There wasn’t all that much on my must-see list in Hiroshima, but what there was meant a lot: the Peace Park and Peace Museum. I also wanted to see Hiroshima Castle, but it’s a simple fact that all pales beside the remembrances of the dropping of the A-bomb on this city.
The park is an easy walk from our hotel, the Japanese business hotel Daiwa Roynet Hiroshima which is part of the Daiwa Roynet chain. It was super-conveniently located to the #1 tram from the train station (a 1-minute walk from the nearest stop), and an easy walk to the Peace Park. It was also just what I had I mind to complement our other Japanese lodgings: We’d done an upscale American chain, a Japanese apartment…now it was time for a typical Japanese hotel.
The Daiwa Roynet Hiroshima did not disappoint: Our welcome could not have been friendlier, although English was minimal. Since the skies had opened up yet again just as we arrived, we were offered two small towels at check-in in addition to those in the room; very handy for drying off ourselves and our luggage. We were also give our choice from a box of amenities including bath salts, a body sponge and various hair bands and clips for women. More amenities awaited–of course–in the room: toothbrush and toothpaste, foldable brushes, pressed night shirts that reach demurely to mid-shins on me, but are much more interesting on David’s 6’3″ frame. Our room is a compact, but well-equipped double-bed space with a fridge and Japanese satellite t.v. (I’m despondent that the sumo tournament has just come to an end! I love following sumo when in Japan and had been watching avidly in Kyoto.)
********
[Prompt]: Please copy out the Hiroshima travel passage above word for word, in full.
********
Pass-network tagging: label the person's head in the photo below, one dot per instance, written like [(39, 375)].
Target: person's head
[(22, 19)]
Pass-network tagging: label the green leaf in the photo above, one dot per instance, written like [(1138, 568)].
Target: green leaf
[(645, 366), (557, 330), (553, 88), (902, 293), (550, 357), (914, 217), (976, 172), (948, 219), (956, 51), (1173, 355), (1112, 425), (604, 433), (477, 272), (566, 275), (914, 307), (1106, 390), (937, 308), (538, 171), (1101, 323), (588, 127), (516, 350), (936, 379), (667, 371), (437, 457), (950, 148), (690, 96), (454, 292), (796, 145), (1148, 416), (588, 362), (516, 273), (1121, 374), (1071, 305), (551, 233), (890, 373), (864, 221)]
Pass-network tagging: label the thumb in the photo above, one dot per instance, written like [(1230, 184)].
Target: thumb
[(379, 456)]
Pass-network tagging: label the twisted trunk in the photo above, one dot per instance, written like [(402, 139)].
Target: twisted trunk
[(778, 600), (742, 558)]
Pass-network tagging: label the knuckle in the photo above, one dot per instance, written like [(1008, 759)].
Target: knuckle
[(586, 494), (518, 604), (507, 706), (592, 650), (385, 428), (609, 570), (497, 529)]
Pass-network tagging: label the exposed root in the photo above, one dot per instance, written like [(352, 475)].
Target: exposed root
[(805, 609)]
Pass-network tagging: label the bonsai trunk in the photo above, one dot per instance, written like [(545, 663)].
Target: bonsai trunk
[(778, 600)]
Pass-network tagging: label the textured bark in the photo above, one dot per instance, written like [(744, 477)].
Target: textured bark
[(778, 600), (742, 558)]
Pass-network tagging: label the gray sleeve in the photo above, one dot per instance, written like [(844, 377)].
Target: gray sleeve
********
[Response for this exercise]:
There wasn’t all that much on my must-see list in Hiroshima, but what there was meant a lot: the Peace Park and Peace Museum. I also wanted to see Hiroshima Castle, but it’s a simple fact that all pales beside the remembrances of the dropping of the A-bomb on this city.
The park is an easy walk from our hotel, the Japanese business hotel Daiwa Roynet Hiroshima which is part of the Daiwa Roynet chain. It was super-conveniently located to the #1 tram from the train station (a 1-minute walk from the nearest stop), and an easy walk to the Peace Park. It was also just what I had I mind to complement our other Japanese lodgings: We’d done an upscale American chain, a Japanese apartment…now it was time for a typical Japanese hotel.
The Daiwa Roynet Hiroshima did not disappoint: Our welcome could not have been friendlier, although English was minimal. Since the skies had opened up yet again just as we arrived, we were offered two small towels at check-in in addition to those in the room; very handy for drying off ourselves and our luggage. We were also give our choice from a box of amenities including bath salts, a body sponge and various hair bands and clips for women. More amenities awaited–of course–in the room: toothbrush and toothpaste, foldable brushes, pressed night shirts that reach demurely to mid-shins on me, but are much more interesting on David’s 6’3″ frame. Our room is a compact, but well-equipped double-bed space with a fridge and Japanese satellite t.v. (I’m despondent that the sumo tournament has just come to an end! I love following sumo when in Japan and had been watching avidly in Kyoto.)